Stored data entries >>
===============
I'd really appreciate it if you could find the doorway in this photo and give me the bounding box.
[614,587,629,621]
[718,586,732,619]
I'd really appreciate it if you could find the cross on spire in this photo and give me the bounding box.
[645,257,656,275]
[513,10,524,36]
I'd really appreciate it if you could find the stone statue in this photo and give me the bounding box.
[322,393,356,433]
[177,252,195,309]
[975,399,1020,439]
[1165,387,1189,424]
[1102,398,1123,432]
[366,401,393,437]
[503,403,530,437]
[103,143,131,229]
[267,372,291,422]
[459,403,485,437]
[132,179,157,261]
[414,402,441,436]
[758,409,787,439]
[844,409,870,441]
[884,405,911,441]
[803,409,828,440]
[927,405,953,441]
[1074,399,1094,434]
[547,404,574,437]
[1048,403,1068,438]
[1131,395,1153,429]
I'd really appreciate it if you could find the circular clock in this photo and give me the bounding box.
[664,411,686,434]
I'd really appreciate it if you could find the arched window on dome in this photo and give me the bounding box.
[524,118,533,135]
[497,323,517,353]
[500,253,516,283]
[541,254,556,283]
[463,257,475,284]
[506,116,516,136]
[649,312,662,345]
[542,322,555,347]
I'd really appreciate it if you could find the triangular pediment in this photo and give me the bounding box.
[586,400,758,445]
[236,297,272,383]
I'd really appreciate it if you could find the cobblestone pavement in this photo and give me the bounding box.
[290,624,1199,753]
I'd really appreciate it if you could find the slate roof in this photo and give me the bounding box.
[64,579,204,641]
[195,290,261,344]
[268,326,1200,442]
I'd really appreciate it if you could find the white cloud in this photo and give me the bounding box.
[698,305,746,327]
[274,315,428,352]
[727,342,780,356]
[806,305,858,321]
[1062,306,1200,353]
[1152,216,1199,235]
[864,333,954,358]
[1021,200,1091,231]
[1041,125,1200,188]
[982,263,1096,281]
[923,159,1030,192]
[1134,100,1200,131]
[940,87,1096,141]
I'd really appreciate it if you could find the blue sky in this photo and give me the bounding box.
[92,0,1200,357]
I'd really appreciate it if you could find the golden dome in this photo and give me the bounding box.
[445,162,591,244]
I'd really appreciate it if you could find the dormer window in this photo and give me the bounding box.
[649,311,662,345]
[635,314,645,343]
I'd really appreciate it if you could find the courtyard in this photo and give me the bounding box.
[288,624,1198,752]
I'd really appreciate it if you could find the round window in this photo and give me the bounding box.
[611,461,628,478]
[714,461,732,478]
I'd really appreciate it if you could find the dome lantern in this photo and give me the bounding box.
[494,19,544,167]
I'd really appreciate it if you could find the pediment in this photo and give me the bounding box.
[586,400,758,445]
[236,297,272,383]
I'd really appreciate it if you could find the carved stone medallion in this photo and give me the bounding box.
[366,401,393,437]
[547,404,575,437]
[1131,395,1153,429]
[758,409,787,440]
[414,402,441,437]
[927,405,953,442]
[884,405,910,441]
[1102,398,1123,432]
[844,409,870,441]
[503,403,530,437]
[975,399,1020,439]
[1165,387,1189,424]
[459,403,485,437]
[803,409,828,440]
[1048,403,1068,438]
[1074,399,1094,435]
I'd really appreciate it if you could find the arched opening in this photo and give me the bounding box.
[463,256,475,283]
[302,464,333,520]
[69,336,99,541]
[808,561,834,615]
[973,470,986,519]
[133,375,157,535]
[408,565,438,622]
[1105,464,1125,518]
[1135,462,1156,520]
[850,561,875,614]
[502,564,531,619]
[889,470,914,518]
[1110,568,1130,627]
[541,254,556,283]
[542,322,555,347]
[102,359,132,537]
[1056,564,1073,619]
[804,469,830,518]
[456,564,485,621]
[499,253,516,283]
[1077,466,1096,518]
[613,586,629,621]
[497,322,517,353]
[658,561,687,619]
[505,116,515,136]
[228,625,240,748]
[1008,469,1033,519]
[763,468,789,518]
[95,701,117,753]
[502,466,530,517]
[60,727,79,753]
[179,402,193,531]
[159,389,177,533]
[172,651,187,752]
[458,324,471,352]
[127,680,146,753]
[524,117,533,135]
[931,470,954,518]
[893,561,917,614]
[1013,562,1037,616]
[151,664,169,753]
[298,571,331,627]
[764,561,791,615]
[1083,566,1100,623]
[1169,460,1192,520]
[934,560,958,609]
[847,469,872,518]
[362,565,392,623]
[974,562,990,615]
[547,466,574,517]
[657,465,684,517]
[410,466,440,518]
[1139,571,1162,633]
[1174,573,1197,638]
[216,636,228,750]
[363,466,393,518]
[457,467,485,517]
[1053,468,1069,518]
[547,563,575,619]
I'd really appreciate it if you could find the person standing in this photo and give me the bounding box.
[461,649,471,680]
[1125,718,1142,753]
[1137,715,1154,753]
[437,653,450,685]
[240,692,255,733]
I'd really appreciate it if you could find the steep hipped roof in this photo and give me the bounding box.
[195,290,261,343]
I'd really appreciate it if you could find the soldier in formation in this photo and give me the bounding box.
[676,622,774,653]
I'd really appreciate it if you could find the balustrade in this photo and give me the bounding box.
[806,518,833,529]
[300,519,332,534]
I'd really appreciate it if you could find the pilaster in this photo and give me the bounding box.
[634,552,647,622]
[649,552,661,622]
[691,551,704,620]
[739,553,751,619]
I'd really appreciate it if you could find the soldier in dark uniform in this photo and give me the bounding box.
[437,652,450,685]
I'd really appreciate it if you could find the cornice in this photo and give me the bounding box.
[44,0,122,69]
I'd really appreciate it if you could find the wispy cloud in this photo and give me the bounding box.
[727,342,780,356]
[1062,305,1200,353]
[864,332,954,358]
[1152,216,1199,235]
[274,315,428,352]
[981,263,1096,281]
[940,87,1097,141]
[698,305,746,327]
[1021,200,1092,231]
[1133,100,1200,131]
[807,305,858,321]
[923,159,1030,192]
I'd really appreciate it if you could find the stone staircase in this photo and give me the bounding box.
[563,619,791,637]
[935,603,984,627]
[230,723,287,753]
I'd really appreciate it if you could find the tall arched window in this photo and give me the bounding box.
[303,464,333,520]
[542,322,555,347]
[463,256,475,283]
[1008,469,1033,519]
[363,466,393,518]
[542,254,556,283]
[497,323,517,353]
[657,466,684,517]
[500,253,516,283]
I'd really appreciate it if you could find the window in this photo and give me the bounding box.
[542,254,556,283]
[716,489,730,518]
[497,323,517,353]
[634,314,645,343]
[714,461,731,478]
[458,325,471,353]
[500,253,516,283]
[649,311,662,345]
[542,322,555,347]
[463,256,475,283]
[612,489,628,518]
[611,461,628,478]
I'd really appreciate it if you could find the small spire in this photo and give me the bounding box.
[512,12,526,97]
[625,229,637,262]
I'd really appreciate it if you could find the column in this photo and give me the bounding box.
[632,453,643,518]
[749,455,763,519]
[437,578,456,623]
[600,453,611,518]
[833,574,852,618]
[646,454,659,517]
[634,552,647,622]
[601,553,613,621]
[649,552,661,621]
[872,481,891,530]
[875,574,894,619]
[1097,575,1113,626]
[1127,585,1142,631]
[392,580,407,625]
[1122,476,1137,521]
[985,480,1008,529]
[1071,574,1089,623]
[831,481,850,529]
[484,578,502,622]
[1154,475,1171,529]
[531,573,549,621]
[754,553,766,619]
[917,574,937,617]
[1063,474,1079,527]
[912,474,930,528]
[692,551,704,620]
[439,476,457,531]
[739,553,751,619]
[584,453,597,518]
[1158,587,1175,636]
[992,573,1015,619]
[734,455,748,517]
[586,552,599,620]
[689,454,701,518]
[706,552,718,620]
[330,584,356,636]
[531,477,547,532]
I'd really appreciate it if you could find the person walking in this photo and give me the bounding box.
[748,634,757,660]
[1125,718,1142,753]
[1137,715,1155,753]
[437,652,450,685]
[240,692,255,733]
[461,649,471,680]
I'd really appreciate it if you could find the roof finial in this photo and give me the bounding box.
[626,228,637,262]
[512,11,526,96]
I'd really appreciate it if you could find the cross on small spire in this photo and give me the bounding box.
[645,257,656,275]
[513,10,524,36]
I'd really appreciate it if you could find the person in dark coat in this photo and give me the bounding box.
===============
TASK TO CARRY OUT >> Repeat only the lines running from the line that contains "I'd really appreciate it if you could find the tall" through the last line above, inclusive.

ANSWER TO THIS PROBLEM >>
I'd really appreciate it if you could find the tall arched window in this photo and give me the bounding box.
[303,464,333,520]
[542,322,555,347]
[463,256,475,283]
[1008,469,1033,519]
[363,466,393,518]
[542,254,556,283]
[497,323,517,353]
[657,466,684,517]
[500,253,516,283]
I'd really appreciate it if you could find the window in this photo and give me the bounding box.
[542,254,556,283]
[716,489,730,518]
[497,323,517,353]
[634,314,645,343]
[714,461,731,478]
[458,325,471,353]
[500,253,516,283]
[649,311,662,345]
[542,322,555,347]
[463,256,475,283]
[612,489,628,518]
[611,461,628,478]
I'd really appreciate it if you could find the small spire in this photo and give me the bounding box.
[512,12,526,97]
[625,229,637,262]
I'd really appreciate it if you could find the column in this photo and give me the bounding box.
[632,453,643,518]
[749,455,763,519]
[437,578,456,623]
[600,453,611,518]
[833,574,852,618]
[646,454,659,517]
[634,552,647,622]
[601,553,613,621]
[649,552,661,621]
[872,481,891,530]
[875,574,894,619]
[1097,575,1113,626]
[1127,585,1142,631]
[392,580,407,625]
[1122,476,1137,521]
[985,480,1008,529]
[1071,574,1089,623]
[831,481,850,529]
[484,578,502,622]
[1154,475,1171,529]
[531,573,549,621]
[754,553,766,619]
[917,574,937,617]
[1063,474,1079,527]
[912,474,930,528]
[692,551,704,620]
[439,476,457,531]
[739,553,751,619]
[584,453,597,518]
[1158,587,1175,636]
[992,573,1015,619]
[734,455,748,517]
[586,552,599,620]
[689,454,701,518]
[706,552,718,620]
[330,584,356,636]
[531,477,547,532]
I'd really appreciate it if you could find the person walking in this photo and give me the bounding box.
[748,634,757,660]
[1125,718,1142,753]
[1137,715,1155,753]
[437,652,450,685]
[240,692,255,733]
[461,649,471,680]
I'd really appreciate it if you could find the roof finial in this photo and give me the bounding box.
[626,228,637,262]
[512,11,526,96]
I'd really appreciate it if you could find the cross on small spire in this photo and give me the bounding box.
[645,257,656,275]
[513,10,524,36]
I'd really appreciate it if you could find the person in dark coat in this photo and give me the bounding box.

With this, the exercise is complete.